* [Document excerpt]
— Start —
A guide to mdadm
|Back to Converting an existing system Forward to Monitoring your system|
This page is an overview of mdadm. It is NOT intended as a replacement for the man pages - anything covered in detail there will be skimmed over here. This is meant to provide examples that you can adapt for yourselves.
mdadm has replaced all the previous tools for managing raid arrays. It manages nearly all the user space side of raid. There are a few things that need to be done by writing to the /proc filesystem, but not much.
This is a pretty standard part of any distro, so you should use your standard distro software management tool. If, however, you are having any problems it does help to be running the absolute latest version, which can be downloaded with
In the absence of any other preferences, it belongs in the /usr/local/src directory. As a linux-specific program there is none of this autoconf stuff - just follow the instructions as per the INSTALL file.
mdadm has seven modes. You will normally only use a few of them. They are as follows:-
This is probably the mode that is used most, but you won't be using it much - it happens in the background. Every time the system is booted, this needs to run. It scans the drives, looking for superblocks, and rebuilds all the arrays for you. This is why you need an initramfs when booting off a raid array - because mdadm is a user-space program, if root is on an array then we have a catch-22 - we can't boot until we have root, and we can't have root until we've booted and can run mdadm.
This is the first of the two modes you will use a lot. As the name implies, it creates arrays, and writes the superblocks for arrays that have them. It also fires off initialisation - making sure that the disks of a mirror are identical, or that on a parity array the parities are correct. This is why raids 5&6 are created in degraded mode - if they weren't then any check of the raid would spew errors for areas that hadn't been written to.
A bit of a misnomer, this mode takes care of all operations that changed the size of an array, such as changing the raid level, changing the number of active devices, etc.
— End —
* [What to do]
a. According to the mdadm guide, how many modes does mdadm have?
b. Retype everything in the mdadm guide from "mdadm has replaced" down to "but not much.".

* [Source material]
— Start —
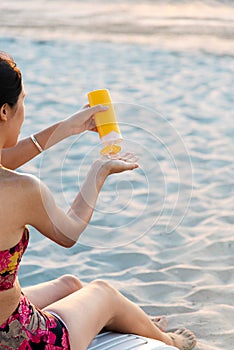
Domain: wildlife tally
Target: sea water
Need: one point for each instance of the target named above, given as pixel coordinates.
(163, 231)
— End —
* [Exercise results]
a. Seven.

b.
mdadm has replaced all the previous tools for managing raid arrays. It manages nearly all the user space side of raid. There are a few things that need to be done by writing to the /proc filesystem, but not much.